■ **TASK BRIEF**
For the data below, work out how many lines contain the word "grass" and supply only that number.
──────── THE DATA ────────
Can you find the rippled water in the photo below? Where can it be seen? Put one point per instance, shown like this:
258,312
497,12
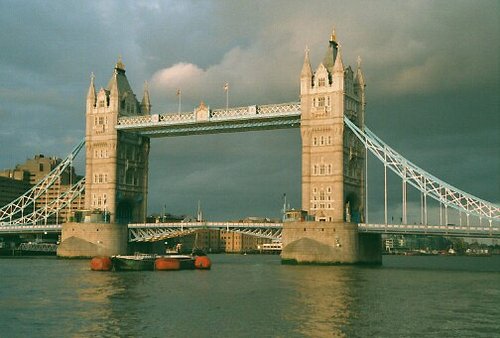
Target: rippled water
253,296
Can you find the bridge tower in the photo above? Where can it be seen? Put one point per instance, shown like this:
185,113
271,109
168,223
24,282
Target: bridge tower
332,157
116,162
333,166
116,173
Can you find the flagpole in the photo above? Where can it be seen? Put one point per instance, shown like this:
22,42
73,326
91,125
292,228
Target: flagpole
226,88
179,94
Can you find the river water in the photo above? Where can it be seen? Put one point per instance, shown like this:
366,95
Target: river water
253,296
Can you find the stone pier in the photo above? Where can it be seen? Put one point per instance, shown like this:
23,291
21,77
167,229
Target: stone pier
329,243
85,240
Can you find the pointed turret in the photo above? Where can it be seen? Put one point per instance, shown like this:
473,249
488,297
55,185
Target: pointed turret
306,66
91,93
118,85
360,79
338,67
331,53
306,73
146,103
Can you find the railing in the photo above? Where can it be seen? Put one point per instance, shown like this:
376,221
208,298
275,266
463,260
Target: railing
438,230
216,115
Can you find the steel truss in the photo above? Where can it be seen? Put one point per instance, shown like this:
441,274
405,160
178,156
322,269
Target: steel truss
428,184
231,120
148,232
41,215
434,230
25,205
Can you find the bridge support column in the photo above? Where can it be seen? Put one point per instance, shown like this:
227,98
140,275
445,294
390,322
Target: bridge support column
329,243
82,240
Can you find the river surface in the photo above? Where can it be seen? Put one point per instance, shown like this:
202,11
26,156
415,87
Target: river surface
253,296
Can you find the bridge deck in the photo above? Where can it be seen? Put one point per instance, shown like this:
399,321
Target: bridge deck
275,116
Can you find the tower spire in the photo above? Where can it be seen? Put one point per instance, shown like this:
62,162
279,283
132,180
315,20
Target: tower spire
331,53
146,103
333,37
91,92
306,67
338,66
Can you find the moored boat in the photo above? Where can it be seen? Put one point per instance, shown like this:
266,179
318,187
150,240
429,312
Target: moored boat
150,262
137,262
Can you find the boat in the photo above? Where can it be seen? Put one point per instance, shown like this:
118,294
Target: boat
151,262
137,262
147,262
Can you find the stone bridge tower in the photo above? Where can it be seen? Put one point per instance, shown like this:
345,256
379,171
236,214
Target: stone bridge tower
333,168
332,157
116,174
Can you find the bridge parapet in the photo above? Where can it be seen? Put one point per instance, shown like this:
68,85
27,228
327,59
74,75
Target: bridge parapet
437,230
222,114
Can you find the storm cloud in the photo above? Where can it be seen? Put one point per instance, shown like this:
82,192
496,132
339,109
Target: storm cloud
431,68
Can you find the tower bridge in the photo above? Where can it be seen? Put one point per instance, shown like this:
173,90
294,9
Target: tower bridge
335,145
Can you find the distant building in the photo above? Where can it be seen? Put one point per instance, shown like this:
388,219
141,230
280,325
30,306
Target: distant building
15,182
11,188
235,242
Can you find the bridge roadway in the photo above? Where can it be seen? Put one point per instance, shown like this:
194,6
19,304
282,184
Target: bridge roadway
141,232
206,121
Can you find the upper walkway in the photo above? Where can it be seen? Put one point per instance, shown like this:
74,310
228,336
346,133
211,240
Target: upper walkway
205,121
140,232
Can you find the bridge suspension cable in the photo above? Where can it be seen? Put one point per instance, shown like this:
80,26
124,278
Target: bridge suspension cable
24,207
428,184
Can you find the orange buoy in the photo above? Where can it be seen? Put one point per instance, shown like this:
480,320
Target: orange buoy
164,264
202,262
101,263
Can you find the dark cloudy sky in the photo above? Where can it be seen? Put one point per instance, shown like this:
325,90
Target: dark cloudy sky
432,72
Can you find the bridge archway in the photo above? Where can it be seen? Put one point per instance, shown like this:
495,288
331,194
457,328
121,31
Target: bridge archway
125,211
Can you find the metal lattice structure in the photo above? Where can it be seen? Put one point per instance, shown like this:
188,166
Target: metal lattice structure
42,214
23,210
158,231
273,116
428,184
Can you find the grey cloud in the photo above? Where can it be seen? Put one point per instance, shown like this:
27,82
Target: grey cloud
431,70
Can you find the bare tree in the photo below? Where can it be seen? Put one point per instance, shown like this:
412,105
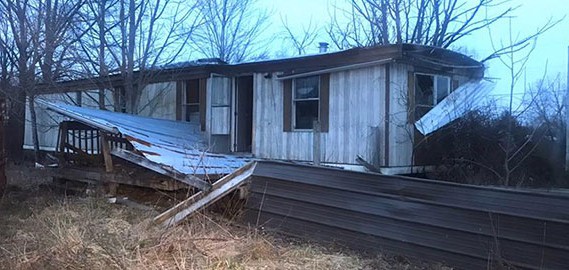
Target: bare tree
23,57
438,23
37,45
300,40
232,29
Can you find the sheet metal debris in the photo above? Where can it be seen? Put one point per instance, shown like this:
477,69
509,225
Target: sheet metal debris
172,144
465,98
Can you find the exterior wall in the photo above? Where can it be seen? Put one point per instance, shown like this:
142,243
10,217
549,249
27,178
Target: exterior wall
158,100
400,131
357,106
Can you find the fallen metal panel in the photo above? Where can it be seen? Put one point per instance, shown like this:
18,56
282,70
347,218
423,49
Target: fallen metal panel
170,143
465,226
203,199
465,98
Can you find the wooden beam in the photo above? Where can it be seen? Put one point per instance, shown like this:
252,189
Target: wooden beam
106,153
367,165
164,170
203,199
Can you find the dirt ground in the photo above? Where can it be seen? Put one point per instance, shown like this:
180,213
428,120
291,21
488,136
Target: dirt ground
44,228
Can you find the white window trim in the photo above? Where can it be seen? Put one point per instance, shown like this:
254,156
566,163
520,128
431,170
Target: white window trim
185,105
294,100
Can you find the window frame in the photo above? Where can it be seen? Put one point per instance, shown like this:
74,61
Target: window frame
435,85
435,89
294,100
186,106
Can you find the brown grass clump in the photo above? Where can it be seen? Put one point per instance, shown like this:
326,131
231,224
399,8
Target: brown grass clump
────────
■ **EXERCISE SOLUTION**
2